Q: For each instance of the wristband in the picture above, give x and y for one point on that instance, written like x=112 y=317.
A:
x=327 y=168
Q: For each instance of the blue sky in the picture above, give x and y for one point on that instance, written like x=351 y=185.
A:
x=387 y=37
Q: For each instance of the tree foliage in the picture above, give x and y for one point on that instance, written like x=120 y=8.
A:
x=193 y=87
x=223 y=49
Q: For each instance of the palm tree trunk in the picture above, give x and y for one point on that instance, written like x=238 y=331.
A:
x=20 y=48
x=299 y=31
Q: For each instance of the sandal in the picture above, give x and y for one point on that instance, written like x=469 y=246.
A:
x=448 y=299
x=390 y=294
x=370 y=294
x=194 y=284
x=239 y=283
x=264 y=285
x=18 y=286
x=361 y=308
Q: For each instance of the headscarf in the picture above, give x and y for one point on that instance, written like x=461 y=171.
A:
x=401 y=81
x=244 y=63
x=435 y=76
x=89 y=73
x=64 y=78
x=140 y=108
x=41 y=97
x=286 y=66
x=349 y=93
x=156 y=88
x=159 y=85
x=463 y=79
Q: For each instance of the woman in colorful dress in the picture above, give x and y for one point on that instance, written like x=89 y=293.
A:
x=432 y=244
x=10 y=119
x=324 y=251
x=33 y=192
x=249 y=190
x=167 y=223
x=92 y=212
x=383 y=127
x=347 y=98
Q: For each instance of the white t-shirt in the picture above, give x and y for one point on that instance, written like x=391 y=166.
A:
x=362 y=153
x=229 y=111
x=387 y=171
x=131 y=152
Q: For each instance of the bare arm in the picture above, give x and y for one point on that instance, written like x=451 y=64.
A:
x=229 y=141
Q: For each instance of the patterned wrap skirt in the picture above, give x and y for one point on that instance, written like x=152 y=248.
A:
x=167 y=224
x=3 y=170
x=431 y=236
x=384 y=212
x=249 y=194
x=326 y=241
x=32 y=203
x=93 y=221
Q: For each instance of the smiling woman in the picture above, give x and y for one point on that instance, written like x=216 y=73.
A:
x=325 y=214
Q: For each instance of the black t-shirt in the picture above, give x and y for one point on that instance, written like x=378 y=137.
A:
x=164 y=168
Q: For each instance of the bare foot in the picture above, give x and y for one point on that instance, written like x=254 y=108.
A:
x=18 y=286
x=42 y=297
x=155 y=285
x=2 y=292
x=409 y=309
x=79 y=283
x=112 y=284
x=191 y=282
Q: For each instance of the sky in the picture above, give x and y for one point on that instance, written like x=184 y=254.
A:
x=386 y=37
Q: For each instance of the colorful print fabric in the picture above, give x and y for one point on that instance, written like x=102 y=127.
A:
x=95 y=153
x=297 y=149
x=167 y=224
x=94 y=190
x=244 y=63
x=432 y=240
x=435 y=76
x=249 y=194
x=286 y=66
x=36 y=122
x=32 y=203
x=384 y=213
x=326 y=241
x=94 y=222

# # # #

Work required:
Copy each line of the records that contains the word "woman".

Task solution:
Q: For each instance of the woman in colorful dress in the picture above, give x and y for one point on that instance, written like x=89 y=293.
Q: For each instance of the smiling woman in the picture above, give x and y for one point on that instance, written like x=216 y=73.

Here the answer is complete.